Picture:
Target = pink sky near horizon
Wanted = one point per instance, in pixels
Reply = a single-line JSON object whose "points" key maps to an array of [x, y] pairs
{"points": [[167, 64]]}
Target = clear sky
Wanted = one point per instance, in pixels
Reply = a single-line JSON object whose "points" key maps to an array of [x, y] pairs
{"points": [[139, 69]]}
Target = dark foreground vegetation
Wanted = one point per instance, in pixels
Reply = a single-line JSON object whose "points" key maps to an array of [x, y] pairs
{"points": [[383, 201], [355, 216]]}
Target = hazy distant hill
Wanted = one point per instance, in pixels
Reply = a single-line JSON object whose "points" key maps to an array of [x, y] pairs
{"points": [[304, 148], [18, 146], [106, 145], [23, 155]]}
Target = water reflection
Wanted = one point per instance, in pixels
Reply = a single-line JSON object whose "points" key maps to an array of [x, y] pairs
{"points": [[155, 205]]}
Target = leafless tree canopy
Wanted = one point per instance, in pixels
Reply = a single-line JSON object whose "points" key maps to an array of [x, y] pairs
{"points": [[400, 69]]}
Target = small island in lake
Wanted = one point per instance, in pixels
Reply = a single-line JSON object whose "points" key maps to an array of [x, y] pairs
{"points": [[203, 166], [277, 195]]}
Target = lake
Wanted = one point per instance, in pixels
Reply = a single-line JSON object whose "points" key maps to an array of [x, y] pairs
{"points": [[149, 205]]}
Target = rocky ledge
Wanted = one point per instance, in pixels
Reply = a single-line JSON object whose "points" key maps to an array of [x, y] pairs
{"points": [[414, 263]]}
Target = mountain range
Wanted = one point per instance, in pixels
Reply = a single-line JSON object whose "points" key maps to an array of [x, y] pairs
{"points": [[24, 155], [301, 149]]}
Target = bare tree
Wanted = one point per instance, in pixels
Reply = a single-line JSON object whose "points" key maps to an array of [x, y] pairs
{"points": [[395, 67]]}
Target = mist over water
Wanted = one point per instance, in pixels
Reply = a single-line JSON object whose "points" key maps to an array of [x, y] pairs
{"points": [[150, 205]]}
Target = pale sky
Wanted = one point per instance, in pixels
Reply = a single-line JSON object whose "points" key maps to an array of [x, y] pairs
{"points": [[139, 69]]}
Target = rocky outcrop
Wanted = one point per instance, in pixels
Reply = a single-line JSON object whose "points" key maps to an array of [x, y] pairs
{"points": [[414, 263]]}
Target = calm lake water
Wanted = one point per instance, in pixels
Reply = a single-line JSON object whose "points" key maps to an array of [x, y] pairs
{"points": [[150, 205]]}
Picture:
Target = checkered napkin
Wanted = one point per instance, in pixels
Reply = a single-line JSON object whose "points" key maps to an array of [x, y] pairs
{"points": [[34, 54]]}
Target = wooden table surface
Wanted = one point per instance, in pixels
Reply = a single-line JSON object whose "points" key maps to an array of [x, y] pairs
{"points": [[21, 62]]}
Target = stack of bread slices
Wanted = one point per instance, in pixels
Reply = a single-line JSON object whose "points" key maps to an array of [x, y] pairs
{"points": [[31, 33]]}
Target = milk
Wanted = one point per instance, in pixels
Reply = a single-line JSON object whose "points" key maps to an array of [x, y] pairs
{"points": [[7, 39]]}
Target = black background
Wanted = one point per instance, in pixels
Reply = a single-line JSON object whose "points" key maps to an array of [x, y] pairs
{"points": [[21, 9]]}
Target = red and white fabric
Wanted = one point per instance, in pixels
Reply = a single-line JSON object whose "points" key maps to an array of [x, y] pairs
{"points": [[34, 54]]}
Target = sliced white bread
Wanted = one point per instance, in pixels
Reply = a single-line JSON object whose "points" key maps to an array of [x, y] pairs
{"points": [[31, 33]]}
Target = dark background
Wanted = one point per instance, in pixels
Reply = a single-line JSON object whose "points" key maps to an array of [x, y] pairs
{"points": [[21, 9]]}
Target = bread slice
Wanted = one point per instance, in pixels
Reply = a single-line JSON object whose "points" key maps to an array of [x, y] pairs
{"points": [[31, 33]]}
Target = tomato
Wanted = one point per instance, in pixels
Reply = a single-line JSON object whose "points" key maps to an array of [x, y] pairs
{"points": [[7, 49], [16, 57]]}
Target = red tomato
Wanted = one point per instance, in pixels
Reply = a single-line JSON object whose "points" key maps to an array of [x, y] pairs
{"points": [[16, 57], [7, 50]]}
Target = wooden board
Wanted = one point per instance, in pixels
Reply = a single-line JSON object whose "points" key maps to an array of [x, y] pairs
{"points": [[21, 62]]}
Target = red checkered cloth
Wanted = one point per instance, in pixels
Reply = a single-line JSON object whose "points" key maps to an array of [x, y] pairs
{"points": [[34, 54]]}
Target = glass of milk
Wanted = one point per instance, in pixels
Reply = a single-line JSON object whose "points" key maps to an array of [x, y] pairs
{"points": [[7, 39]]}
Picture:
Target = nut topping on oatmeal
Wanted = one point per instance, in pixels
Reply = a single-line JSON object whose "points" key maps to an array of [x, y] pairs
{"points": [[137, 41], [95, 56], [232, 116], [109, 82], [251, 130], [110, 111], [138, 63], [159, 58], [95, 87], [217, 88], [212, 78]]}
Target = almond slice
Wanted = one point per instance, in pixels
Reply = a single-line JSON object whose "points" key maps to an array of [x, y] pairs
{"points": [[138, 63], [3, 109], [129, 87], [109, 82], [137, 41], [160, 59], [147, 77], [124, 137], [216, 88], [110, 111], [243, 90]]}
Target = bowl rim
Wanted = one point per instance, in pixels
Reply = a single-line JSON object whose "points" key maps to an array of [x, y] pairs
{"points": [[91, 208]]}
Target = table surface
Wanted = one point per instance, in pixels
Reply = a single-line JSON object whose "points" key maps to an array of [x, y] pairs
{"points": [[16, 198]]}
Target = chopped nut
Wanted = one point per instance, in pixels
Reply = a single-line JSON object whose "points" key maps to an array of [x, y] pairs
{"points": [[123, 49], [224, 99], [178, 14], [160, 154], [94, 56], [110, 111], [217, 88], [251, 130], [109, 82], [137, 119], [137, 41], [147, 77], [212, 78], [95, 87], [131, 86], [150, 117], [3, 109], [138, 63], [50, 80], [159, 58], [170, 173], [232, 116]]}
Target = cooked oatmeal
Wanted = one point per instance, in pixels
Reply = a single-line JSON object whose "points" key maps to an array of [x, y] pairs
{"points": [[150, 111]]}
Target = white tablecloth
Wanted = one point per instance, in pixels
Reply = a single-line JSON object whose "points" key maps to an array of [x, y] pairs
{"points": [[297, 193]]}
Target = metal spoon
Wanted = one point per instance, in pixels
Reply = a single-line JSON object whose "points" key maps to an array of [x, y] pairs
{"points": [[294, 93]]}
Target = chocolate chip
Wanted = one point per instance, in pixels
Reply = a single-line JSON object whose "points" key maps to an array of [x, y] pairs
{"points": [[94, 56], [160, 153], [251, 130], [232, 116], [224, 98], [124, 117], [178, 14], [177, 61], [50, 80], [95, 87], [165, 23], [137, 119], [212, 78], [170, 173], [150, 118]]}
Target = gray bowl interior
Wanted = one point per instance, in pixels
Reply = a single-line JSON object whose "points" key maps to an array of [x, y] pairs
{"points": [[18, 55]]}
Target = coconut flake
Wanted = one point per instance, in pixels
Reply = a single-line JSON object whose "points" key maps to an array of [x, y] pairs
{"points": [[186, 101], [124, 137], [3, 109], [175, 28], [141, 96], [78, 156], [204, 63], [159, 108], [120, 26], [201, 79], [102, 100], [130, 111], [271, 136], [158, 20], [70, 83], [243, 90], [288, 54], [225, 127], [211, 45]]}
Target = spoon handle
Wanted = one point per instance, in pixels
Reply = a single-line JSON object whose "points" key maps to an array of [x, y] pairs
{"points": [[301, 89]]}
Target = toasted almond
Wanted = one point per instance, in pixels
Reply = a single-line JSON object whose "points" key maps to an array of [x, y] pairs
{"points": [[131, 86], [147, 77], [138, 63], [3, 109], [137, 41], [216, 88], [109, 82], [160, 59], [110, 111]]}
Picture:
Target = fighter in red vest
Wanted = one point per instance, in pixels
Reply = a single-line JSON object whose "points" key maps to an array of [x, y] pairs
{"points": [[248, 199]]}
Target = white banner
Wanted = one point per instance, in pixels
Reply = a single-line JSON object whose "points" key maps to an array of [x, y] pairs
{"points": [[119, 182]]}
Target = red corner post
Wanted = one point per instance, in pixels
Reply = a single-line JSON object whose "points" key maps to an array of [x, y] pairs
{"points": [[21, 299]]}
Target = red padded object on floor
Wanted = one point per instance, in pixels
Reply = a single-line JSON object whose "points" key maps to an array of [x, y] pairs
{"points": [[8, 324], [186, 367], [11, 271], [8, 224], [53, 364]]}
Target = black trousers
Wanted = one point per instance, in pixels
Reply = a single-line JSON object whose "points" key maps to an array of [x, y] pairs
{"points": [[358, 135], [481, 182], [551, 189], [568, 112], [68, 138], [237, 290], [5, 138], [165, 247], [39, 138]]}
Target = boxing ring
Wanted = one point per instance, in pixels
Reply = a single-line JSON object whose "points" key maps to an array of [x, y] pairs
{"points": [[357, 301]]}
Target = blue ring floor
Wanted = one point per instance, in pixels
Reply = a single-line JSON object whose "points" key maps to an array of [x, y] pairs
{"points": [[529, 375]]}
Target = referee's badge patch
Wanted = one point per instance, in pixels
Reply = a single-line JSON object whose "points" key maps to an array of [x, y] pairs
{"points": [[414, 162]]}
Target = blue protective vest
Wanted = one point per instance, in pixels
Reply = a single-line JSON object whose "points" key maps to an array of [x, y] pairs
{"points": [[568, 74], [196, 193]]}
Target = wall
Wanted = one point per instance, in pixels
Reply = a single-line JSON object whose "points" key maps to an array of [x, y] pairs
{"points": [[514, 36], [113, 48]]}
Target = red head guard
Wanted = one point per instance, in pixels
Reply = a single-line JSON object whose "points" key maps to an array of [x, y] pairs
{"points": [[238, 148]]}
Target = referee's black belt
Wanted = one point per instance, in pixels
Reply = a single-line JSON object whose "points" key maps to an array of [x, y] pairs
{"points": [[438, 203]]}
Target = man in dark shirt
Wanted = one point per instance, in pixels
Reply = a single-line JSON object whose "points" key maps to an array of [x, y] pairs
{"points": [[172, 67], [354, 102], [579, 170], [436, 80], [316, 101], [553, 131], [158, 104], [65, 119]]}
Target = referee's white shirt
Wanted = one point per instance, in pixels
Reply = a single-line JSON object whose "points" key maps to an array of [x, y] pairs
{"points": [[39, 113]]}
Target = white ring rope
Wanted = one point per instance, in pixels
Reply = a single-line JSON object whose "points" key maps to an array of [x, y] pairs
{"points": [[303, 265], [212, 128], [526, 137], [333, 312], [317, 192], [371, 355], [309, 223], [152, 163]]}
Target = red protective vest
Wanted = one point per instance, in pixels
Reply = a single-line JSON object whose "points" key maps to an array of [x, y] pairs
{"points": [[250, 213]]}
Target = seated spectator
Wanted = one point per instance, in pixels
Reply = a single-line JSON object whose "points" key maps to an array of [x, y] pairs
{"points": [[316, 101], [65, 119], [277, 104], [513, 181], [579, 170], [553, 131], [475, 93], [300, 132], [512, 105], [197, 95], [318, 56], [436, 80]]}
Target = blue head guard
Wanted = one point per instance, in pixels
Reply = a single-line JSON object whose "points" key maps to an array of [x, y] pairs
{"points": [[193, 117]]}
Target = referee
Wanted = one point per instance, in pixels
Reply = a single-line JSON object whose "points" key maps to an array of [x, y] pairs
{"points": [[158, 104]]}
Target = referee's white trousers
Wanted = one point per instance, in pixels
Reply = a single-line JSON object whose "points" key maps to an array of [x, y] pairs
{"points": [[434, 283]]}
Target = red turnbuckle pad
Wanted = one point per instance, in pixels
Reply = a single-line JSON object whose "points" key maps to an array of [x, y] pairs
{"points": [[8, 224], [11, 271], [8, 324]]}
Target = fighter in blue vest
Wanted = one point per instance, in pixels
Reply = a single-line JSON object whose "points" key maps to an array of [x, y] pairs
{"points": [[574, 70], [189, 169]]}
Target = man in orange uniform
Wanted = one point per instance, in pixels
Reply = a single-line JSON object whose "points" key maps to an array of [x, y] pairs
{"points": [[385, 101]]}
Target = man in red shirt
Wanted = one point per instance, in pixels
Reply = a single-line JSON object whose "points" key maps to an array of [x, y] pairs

[The request] Can you give the lines as a JSON list of strings, one string per line with blank lines omitted, starting at the line that contains "Target = fighter in blue vest" and ending with the last line of the records?

[Response to the exercise]
[
  "Target = fighter in blue vest",
  "Wanted = one point per instance, in pixels",
  "Reply = a single-line JSON object whose \"points\" key maps to an array of [x, y] pairs",
  "{\"points\": [[574, 70], [189, 169]]}",
  "Target = man in orange uniform",
  "Wanted = one point per instance, in pixels",
  "Reply = a single-line JSON object whose \"points\" key maps to an array of [x, y] pairs",
  "{\"points\": [[385, 101]]}",
  "Target = man in red shirt",
  "Wanted = one point per instance, in pixels",
  "Reply = a single-line JSON object whose \"points\" key maps to an array of [x, y] pairs"
]